── PASSAGE TO READ ──

O'Reilly's "Mastering Regular Expressions" says it is "fail now" but I don't understand  what that means.

hainkurt.  try it yourself, it doesn't work

what is ?!  

? : 0 or one
! : not

?! : not 0 or one, ie multiple only...

I guess...

Yes, I know my original code works, but I like learning things.  Perhaps you can give me an example where (?!  is useful

Dope slap to the forehead.  ?!  is just normal   negation.  I was looking at it wrong and thought it like (?:  which means noncapturuing.

I do not need any example as I understand normal negation pretty will

example
with text irongate ironman

the expression iron(?!man) only selects
irongate ironman

So, I am back to square one. Perhaps my first solution is the only solution, but I will leave the question open for a while and see if anybody else has a better idea.

───

- **WHAT THIS EXERCISE ASKS**:
**A.** Summarize the forum thread in two sentences.
**B.** Please reproduce the forum thread word for word, starting at the part that opens with "So, I am back" and ending at "a better idea.".
**C.** In the forum thread, what does (?: mean?

── GIVEN DATA ──

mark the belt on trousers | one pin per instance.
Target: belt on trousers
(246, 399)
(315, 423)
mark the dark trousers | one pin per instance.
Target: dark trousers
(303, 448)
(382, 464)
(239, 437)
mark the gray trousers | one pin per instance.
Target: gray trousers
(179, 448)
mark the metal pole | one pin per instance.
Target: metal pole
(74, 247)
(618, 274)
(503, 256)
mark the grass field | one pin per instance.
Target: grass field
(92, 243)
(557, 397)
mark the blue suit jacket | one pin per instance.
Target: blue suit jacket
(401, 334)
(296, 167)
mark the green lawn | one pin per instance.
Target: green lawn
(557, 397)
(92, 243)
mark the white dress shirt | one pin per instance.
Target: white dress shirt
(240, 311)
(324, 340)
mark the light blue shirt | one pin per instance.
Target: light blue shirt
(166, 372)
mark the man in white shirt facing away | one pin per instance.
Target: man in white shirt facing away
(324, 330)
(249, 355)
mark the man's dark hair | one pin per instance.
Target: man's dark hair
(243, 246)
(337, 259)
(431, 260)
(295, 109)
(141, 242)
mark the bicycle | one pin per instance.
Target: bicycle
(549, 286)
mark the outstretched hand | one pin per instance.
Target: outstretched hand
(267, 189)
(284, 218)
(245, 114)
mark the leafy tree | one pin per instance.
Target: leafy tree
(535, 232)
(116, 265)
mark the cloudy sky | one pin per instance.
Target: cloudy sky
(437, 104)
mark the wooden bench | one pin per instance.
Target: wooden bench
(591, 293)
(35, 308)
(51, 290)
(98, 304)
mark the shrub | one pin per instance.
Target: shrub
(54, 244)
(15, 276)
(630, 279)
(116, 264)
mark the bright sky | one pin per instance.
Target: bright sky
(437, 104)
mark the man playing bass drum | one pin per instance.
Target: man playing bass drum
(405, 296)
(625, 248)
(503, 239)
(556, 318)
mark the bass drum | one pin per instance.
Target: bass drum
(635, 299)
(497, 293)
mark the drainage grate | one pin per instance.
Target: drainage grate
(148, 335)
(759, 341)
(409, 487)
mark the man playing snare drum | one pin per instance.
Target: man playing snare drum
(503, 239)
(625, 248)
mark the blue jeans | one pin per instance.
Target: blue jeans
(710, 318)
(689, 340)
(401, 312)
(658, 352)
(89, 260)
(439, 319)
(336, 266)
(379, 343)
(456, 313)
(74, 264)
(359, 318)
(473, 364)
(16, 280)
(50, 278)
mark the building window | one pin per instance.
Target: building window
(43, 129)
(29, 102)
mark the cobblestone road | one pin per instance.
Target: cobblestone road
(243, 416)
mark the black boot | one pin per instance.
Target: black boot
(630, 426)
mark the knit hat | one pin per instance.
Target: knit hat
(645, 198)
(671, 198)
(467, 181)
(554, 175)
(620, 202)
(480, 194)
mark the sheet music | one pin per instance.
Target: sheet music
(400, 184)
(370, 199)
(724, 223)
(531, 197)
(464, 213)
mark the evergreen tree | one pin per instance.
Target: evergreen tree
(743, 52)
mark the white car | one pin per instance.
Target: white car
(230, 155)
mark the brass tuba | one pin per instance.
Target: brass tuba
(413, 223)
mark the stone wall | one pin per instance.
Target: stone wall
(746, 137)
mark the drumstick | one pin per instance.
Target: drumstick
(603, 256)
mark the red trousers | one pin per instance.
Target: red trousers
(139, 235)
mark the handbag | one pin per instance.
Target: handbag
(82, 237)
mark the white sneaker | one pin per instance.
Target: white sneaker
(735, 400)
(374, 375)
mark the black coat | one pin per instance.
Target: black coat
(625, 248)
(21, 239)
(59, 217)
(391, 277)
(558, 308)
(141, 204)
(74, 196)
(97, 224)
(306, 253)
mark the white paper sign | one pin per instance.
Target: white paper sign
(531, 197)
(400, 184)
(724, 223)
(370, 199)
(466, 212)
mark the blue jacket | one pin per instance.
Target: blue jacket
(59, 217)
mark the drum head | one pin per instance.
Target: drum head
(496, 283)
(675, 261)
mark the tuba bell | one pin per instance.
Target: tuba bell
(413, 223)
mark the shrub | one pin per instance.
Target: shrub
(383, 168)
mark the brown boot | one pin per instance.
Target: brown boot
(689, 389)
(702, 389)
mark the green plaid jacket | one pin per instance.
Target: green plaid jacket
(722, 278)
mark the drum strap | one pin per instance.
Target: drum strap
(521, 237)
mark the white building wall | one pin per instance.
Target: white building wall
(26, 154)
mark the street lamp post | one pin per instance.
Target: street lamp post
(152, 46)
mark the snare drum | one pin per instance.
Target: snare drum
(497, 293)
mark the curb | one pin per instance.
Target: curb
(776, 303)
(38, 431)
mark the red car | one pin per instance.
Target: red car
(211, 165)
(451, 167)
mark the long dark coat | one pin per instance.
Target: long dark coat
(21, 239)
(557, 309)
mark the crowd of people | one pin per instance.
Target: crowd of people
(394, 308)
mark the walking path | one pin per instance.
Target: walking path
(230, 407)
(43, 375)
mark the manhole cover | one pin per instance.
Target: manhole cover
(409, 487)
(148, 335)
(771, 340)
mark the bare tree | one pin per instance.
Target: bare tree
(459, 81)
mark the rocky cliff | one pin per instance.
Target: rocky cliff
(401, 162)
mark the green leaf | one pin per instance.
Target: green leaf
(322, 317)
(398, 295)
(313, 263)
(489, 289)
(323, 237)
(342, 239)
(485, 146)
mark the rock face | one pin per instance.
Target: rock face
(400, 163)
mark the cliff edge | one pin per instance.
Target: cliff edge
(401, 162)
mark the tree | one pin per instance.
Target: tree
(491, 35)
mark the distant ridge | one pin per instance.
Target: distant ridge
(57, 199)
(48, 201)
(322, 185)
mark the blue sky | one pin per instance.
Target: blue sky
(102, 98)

───

- **CORRECT ANSWERS**:
**A.** Someone who doesn't understand the phrase "fail now" from O'Reilly's "Mastering Regular Expressions" gets a reply guessing that ?! means "not 0 or one," that is, multiple only. The original poster then recognizes ?! as normal negation, previously confused with the noncapturing (?:, and leaves the question open for a while to see whether anybody has a better idea than the first solution.

**B.**
So, I am back to square one. Perhaps my first solution is the only solution, but I will leave the question open for a while and see if anybody else has a better idea.

**C.** It means noncapturing.